## TEXT SECTION
________
Winners and Losers in Content

Posted on 11:00 by Unknown
Any specific regulation or law normally produces winners and losers. Consider the impact of copyright law. You might instinctively assume that when copyright produces more revenue, the result is more content production.

Some might argue the relationship between revenue and creative output is not so simple. In other words, less copyright protection arguably can lead to more content production by at least some producers.

Broader copyright may thus entail a trade-off between two marginal effects: More original works from new authors along one margin, but fewer original works from the most popular existing authors along a second, argues Glynn S. Lunney, Jr. of the Tulane University School of Law.

If the second effect outweighs the first, then more revenue (produced by greater copyright protection) may lead to fewer original works. Conversely, less revenue (produced by less copyright protection) may lead to more original works, albeit by newer artists.

“While this may seem radically counterintuitive, it also happens to be true,” Lunney argues.  

Lunney studied the relationship between copyright protection, revenue, and creative output, by looking at file sharing and the parallel fall in music industry revenue.
________
## WHAT YOU WILL DO
1. Answer these about the copyright text:
(a) Which law school is Glynn S. Lunney, Jr. with?
(b) If the second effect outweighs the first, what may more revenue lead to?
(c) What did Lunney look at to study copyright protection, revenue, and creative output?
2. Reproduce the copyright text word for word, starting with "Some might argue" and going on through "School of Law.".
________
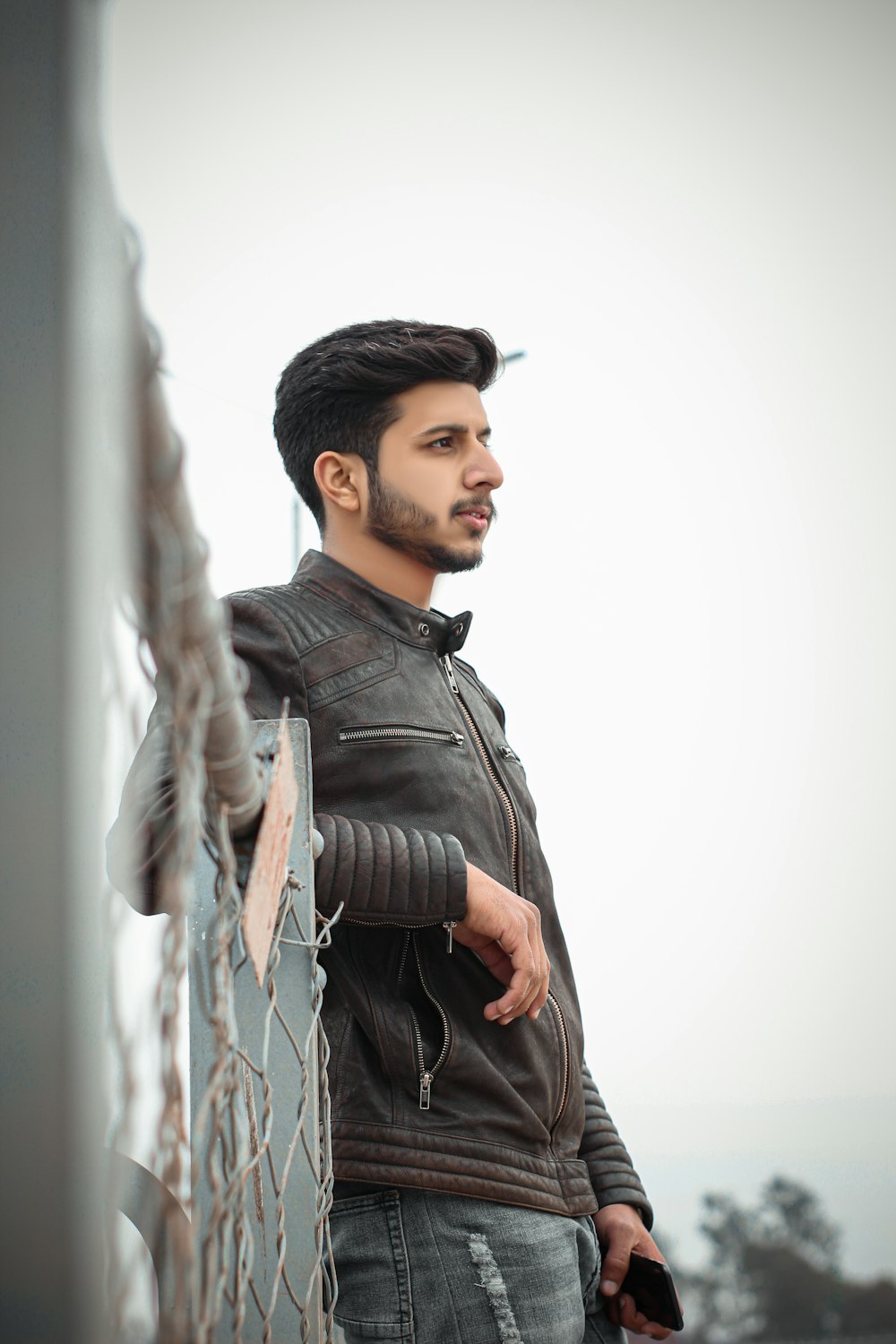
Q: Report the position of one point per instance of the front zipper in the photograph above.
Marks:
(564, 1055)
(426, 1074)
(401, 733)
(498, 788)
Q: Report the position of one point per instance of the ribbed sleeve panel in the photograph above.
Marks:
(387, 875)
(613, 1175)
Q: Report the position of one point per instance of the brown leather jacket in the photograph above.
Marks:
(414, 774)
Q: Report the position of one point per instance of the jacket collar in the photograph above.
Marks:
(411, 624)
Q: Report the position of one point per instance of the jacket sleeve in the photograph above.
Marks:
(613, 1175)
(382, 874)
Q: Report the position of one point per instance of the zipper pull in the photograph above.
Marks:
(449, 672)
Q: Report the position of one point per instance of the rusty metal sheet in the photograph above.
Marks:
(268, 873)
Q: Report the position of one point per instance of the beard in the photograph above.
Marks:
(398, 521)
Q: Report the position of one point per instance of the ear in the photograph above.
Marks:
(341, 478)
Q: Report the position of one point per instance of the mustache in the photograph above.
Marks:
(477, 502)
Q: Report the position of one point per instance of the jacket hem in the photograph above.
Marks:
(449, 1164)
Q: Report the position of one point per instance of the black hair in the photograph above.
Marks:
(339, 392)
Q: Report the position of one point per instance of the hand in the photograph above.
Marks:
(619, 1233)
(505, 930)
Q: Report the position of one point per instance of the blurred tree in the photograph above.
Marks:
(774, 1274)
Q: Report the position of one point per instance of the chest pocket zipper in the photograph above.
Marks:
(401, 733)
(426, 1073)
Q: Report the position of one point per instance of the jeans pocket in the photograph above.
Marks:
(373, 1269)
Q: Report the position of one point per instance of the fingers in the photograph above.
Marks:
(624, 1311)
(513, 925)
(528, 988)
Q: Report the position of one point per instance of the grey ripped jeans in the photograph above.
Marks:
(421, 1268)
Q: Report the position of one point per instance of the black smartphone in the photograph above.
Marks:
(651, 1287)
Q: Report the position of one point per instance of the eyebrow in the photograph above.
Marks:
(452, 429)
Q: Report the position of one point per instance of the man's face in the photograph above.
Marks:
(432, 495)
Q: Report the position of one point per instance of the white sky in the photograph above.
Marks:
(684, 212)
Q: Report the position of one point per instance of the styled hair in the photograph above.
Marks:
(339, 392)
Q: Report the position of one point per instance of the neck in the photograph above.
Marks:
(381, 564)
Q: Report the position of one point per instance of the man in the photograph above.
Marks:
(476, 1166)
(477, 1172)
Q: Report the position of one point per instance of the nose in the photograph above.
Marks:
(482, 470)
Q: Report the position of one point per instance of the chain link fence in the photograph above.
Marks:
(228, 1072)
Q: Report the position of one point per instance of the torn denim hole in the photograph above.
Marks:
(495, 1287)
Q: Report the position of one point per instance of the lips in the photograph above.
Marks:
(476, 518)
________
## ANSWERS TO THE EXERCISE
1.
(a) The Tulane University School of Law.
(b) Fewer original works.
(c) File sharing and the parallel fall in music industry revenue.

2.
Some might argue the relationship between revenue and creative output is not so simple. In other words, less copyright protection arguably can lead to more content production by at least some producers.

Broader copyright may thus entail a trade-off between two marginal effects: More original works from new authors along one margin, but fewer original works from the most popular existing authors along a second, argues Glynn S. Lunney, Jr. of the Tulane University School of Law.